## What is being asked
Copy each of the records below word for word, without changing a single character.

Task input Block Start

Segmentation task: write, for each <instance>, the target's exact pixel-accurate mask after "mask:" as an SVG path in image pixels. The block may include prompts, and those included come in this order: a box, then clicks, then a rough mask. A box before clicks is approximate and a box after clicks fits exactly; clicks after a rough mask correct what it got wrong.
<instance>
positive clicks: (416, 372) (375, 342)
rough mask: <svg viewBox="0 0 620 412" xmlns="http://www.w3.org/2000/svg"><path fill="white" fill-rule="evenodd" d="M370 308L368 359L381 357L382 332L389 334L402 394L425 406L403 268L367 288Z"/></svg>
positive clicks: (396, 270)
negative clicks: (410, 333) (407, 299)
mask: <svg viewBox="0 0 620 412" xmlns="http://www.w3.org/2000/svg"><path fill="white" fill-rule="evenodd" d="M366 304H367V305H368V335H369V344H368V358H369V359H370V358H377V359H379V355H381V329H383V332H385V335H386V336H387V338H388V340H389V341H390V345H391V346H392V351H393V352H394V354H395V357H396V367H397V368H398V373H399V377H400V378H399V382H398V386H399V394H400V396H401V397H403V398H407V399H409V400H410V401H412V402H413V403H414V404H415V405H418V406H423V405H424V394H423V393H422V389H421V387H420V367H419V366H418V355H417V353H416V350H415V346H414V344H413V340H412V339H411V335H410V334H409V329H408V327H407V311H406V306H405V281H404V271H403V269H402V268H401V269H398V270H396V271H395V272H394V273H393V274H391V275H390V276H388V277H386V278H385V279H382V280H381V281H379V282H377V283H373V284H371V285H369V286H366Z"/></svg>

Task input Block End

## Answer to this exercise
Segmentation task: write, for each <instance>, the target's exact pixel-accurate mask after "mask:" as an SVG path in image pixels. The block may include prompts, and those included come in this order: a box, then clicks, then a rough mask. A box before clicks is approximate and a box after clicks fits exactly; clicks after a rough mask correct what it got wrong.
<instance>
positive clicks: (416, 372) (375, 342)
rough mask: <svg viewBox="0 0 620 412" xmlns="http://www.w3.org/2000/svg"><path fill="white" fill-rule="evenodd" d="M370 308L368 359L381 357L382 332L389 334L402 394L425 406L403 268L367 288Z"/></svg>
positive clicks: (396, 270)
negative clicks: (410, 333) (407, 299)
mask: <svg viewBox="0 0 620 412" xmlns="http://www.w3.org/2000/svg"><path fill="white" fill-rule="evenodd" d="M366 304H367V305H368V335H369V344H368V358H369V359H370V358H377V359H379V355H381V329H383V332H385V335H386V336H387V338H388V340H389V341H390V345H391V346H392V351H393V352H394V354H395V357H396V367H397V368H398V373H399V377H400V378H399V382H398V386H399V394H400V396H401V397H403V398H407V399H409V400H410V401H412V402H413V403H414V404H415V405H418V406H423V405H424V394H423V393H422V389H421V387H420V367H419V366H418V355H417V353H416V350H415V346H414V344H413V340H412V339H411V335H410V334H409V329H408V327H407V311H406V306H405V281H404V271H403V269H402V268H401V269H398V270H396V271H395V272H394V273H393V274H391V275H390V276H388V277H386V278H385V279H382V280H381V281H379V282H377V283H373V284H371V285H369V286H366Z"/></svg>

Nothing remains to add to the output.